Write every record out again exactly as given.

★ ★ ★

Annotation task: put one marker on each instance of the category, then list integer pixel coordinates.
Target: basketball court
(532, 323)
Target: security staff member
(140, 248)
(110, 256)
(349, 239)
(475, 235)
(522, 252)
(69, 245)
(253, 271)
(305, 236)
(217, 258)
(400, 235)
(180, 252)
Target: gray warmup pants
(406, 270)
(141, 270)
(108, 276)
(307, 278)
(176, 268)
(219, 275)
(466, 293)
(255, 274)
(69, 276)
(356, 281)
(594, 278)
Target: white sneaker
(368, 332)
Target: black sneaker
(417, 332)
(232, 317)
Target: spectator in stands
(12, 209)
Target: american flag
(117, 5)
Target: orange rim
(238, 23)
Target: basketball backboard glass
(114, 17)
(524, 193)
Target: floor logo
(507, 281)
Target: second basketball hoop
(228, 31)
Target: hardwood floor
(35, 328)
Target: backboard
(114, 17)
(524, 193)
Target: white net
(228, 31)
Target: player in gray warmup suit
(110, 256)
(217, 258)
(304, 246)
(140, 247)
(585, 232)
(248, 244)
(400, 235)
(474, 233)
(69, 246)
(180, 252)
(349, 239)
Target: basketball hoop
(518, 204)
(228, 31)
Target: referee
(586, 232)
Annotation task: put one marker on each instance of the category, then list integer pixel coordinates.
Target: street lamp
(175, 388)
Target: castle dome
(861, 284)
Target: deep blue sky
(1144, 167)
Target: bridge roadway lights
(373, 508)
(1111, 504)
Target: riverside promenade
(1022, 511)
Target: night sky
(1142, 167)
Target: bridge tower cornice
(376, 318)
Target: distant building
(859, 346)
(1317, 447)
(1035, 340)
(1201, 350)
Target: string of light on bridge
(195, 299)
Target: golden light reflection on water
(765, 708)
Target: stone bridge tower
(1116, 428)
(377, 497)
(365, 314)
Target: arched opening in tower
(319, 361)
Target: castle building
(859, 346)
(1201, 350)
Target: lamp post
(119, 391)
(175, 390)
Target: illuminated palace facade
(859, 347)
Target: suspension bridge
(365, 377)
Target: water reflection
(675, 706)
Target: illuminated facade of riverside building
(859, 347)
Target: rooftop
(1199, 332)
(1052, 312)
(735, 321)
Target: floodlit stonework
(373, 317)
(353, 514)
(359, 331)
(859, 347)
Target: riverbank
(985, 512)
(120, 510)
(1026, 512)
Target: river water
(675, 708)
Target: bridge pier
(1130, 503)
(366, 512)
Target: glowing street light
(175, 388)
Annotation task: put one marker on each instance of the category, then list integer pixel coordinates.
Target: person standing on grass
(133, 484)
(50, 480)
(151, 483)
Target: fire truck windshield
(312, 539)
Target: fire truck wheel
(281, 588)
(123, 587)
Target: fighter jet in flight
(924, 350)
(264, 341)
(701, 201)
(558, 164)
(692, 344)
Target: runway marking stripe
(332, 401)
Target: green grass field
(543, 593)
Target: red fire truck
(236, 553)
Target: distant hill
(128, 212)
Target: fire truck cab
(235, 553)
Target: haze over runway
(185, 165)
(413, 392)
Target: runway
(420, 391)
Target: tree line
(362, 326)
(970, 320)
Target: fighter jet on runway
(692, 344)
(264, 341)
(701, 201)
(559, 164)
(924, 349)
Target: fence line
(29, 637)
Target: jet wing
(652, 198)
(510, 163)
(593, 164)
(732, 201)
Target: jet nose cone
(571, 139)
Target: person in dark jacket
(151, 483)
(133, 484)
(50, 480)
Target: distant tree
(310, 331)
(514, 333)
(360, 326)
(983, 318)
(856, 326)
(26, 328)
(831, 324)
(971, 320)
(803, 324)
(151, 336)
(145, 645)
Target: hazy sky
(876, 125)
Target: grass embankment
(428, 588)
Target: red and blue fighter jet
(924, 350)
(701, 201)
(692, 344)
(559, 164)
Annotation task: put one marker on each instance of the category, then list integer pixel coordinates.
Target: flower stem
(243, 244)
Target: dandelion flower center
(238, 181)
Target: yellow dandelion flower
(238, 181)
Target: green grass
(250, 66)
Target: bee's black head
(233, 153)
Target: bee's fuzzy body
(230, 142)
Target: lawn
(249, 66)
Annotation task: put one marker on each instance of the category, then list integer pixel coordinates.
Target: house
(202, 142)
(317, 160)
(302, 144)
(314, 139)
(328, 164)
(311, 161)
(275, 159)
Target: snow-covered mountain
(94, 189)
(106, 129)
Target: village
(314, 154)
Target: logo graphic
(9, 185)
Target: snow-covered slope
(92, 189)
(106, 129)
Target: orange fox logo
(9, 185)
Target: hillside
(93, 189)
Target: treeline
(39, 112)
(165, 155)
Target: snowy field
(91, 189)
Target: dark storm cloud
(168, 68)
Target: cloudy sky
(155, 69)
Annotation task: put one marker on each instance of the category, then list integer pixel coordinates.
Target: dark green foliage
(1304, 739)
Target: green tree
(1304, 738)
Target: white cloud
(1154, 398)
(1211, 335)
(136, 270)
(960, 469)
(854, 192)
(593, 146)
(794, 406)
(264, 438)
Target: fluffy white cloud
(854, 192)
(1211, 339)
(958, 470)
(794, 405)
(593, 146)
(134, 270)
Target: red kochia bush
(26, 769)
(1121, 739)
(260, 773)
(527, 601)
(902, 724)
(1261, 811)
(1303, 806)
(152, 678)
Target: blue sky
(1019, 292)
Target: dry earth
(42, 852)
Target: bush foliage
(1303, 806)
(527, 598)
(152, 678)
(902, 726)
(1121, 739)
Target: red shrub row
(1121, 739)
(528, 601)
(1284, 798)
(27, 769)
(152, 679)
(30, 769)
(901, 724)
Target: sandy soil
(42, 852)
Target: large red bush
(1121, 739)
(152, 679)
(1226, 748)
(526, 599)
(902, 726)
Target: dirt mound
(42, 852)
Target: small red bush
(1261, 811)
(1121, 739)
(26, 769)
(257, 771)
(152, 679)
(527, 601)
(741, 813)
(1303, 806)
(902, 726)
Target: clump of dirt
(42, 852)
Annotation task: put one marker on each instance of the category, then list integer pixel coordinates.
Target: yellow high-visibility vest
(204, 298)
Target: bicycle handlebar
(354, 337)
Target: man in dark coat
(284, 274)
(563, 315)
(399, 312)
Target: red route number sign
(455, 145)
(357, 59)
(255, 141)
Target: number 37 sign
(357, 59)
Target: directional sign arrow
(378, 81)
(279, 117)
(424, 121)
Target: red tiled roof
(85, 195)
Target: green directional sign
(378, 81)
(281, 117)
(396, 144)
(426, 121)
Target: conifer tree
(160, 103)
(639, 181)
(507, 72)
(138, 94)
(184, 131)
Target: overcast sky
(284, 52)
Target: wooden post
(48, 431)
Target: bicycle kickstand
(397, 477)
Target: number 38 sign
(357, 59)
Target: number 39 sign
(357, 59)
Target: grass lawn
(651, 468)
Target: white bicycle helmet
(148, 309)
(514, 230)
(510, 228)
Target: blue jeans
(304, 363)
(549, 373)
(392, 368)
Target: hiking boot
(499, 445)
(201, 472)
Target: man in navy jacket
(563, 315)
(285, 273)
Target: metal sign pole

★ ★ ★

» **Solution**
Annotation task: put one marker on each instance of the category, then list integer pixel coordinates.
Target: basketball court
(532, 323)
Target: security staff member
(140, 248)
(110, 256)
(349, 239)
(475, 235)
(522, 252)
(69, 245)
(253, 271)
(305, 236)
(217, 258)
(400, 235)
(180, 252)
Target: gray warmup pants
(406, 270)
(141, 270)
(108, 276)
(307, 278)
(176, 268)
(219, 275)
(466, 293)
(255, 274)
(69, 276)
(356, 281)
(594, 278)
Target: white sneaker
(368, 332)
Target: black sneaker
(417, 332)
(232, 317)
Target: spectator in stands
(12, 209)
Target: american flag
(117, 5)
Target: orange rim
(238, 23)
Target: basketball backboard glass
(114, 17)
(524, 193)
Target: floor logo
(507, 281)
Target: second basketball hoop
(228, 31)
Target: hardwood floor
(35, 328)
Target: backboard
(114, 17)
(524, 193)
Target: white net
(228, 31)
Target: player in gray warmup suit
(110, 256)
(217, 258)
(304, 246)
(140, 247)
(585, 232)
(248, 244)
(400, 235)
(474, 233)
(69, 246)
(180, 252)
(349, 239)
Target: basketball hoop
(518, 204)
(228, 31)
Target: referee
(586, 232)
Annotation task: put one marker on each instance of the category, then list integer pixel coordinates.
Target: street lamp
(175, 388)
Target: castle dome
(861, 284)
Target: deep blue sky
(1144, 167)
Target: bridge roadway lights
(373, 508)
(1111, 504)
Target: riverside promenade
(1022, 511)
Target: night sky
(1142, 167)
Target: bridge tower cornice
(376, 318)
Target: distant building
(859, 346)
(1317, 447)
(1035, 340)
(1201, 350)
Target: string of light on bridge
(195, 299)
Target: golden light reflection on water
(765, 708)
Target: stone bridge tower
(1116, 428)
(377, 497)
(365, 314)
Target: arched opening in tower
(319, 361)
Target: castle building
(859, 346)
(1201, 350)
Target: lamp post
(119, 391)
(175, 390)
Target: illuminated palace facade
(859, 347)
Target: suspension bridge
(365, 377)
Target: water reflection
(675, 706)
Target: illuminated facade of riverside building
(859, 347)
Target: rooftop
(1199, 332)
(1052, 312)
(735, 321)
Target: floodlit stonework
(373, 317)
(353, 514)
(359, 331)
(859, 347)
Target: riverbank
(985, 512)
(120, 510)
(1026, 512)
Target: river water
(675, 708)
Target: bridge pier
(1130, 503)
(366, 512)
Target: glowing street light
(175, 388)
Annotation task: put one marker on each instance of the category, then list integer pixel coordinates.
Target: person standing on grass
(133, 484)
(50, 480)
(151, 483)
Target: fire truck windshield
(312, 539)
Target: fire truck wheel
(281, 588)
(123, 587)
Target: fighter jet in flight
(924, 350)
(264, 341)
(701, 201)
(558, 164)
(692, 344)
Target: runway marking stripe
(332, 401)
Target: green grass field
(543, 593)
Target: red fire truck
(236, 553)
Target: distant hill
(128, 212)
Target: fire truck cab
(235, 553)
Target: haze over runway
(185, 165)
(413, 392)
Target: runway
(420, 391)
Target: tree line
(362, 326)
(970, 320)
Target: fighter jet on runway
(692, 344)
(264, 341)
(701, 201)
(559, 164)
(924, 349)
Target: fence line
(29, 637)
Target: jet wing
(652, 198)
(510, 163)
(593, 164)
(732, 201)
Target: jet nose cone
(571, 139)
Target: person in dark jacket
(151, 483)
(133, 484)
(50, 480)
Target: distant tree
(310, 331)
(514, 333)
(360, 326)
(983, 318)
(856, 326)
(26, 328)
(831, 324)
(971, 320)
(803, 324)
(151, 336)
(145, 645)
Target: hazy sky
(876, 125)
Target: grass embankment
(428, 588)
Target: red and blue fighter jet
(924, 350)
(701, 201)
(692, 344)
(559, 164)
Annotation task: put one marker on each instance of the category, then list integer pixel coordinates.
Target: flower stem
(243, 244)
Target: dandelion flower center
(238, 181)
Target: yellow dandelion flower
(238, 181)
Target: green grass
(250, 66)
Target: bee's black head
(233, 153)
Target: bee's fuzzy body
(230, 142)
Target: lawn
(249, 66)
Annotation task: put one marker on each instance of the category, then list integer pixel coordinates.
Target: house
(202, 142)
(317, 160)
(302, 144)
(314, 139)
(328, 164)
(311, 161)
(275, 159)
Target: snow-covered mountain
(94, 189)
(106, 129)
Target: village
(314, 154)
Target: logo graphic
(9, 185)
Target: snow-covered slope
(92, 189)
(106, 129)
Target: orange fox logo
(9, 185)
Target: hillside
(93, 189)
Target: treeline
(39, 112)
(165, 155)
Target: snowy field
(91, 189)
Target: dark storm cloud
(168, 68)
Target: cloudy sky
(155, 69)
Annotation task: put one marker on each instance of the category, then list integer pixel coordinates.
Target: dark green foliage
(1304, 739)
Target: green tree
(1304, 738)
Target: white cloud
(1154, 398)
(1211, 335)
(136, 270)
(960, 469)
(854, 192)
(593, 146)
(794, 406)
(264, 438)
Target: fluffy white cloud
(854, 192)
(1211, 339)
(958, 470)
(794, 405)
(593, 146)
(134, 270)
Target: red kochia bush
(26, 769)
(1121, 739)
(260, 773)
(527, 601)
(902, 724)
(1261, 811)
(1303, 806)
(152, 678)
Target: blue sky
(1019, 292)
Target: dry earth
(42, 852)
Target: bush foliage
(1303, 806)
(527, 598)
(152, 678)
(902, 726)
(1121, 739)
Target: red shrub row
(1121, 739)
(528, 601)
(1284, 798)
(27, 769)
(152, 679)
(30, 769)
(901, 724)
Target: sandy soil
(42, 852)
Target: large red bush
(1121, 739)
(152, 679)
(1226, 748)
(526, 599)
(902, 726)
Target: dirt mound
(42, 852)
Target: small red bush
(1261, 811)
(1121, 739)
(26, 769)
(257, 771)
(152, 679)
(527, 601)
(741, 813)
(1303, 806)
(902, 726)
Target: clump of dirt
(42, 852)
Annotation task: put one marker on each instance of the category, then list integer pixel coordinates.
Target: yellow high-visibility vest
(204, 298)
Target: bicycle handlebar
(354, 337)
Target: man in dark coat
(284, 274)
(563, 315)
(399, 312)
Target: red route number sign
(455, 145)
(357, 59)
(255, 141)
Target: number 37 sign
(357, 59)
Target: directional sign arrow
(378, 81)
(279, 117)
(424, 121)
Target: red tiled roof
(85, 195)
Target: green directional sign
(378, 81)
(281, 117)
(396, 144)
(426, 121)
Target: conifer tree
(160, 103)
(639, 181)
(507, 72)
(138, 94)
(184, 131)
Target: overcast sky
(284, 52)
Target: wooden post
(48, 431)
Target: bicycle kickstand
(397, 477)
Target: number 38 sign
(357, 59)
Target: number 39 sign
(357, 59)
Target: grass lawn
(651, 468)
Target: white bicycle helmet
(148, 309)
(514, 230)
(510, 228)
Target: blue jeans
(304, 363)
(549, 373)
(392, 368)
Target: hiking boot
(499, 445)
(201, 472)
Target: man in navy jacket
(563, 315)
(285, 273)
Target: metal sign pole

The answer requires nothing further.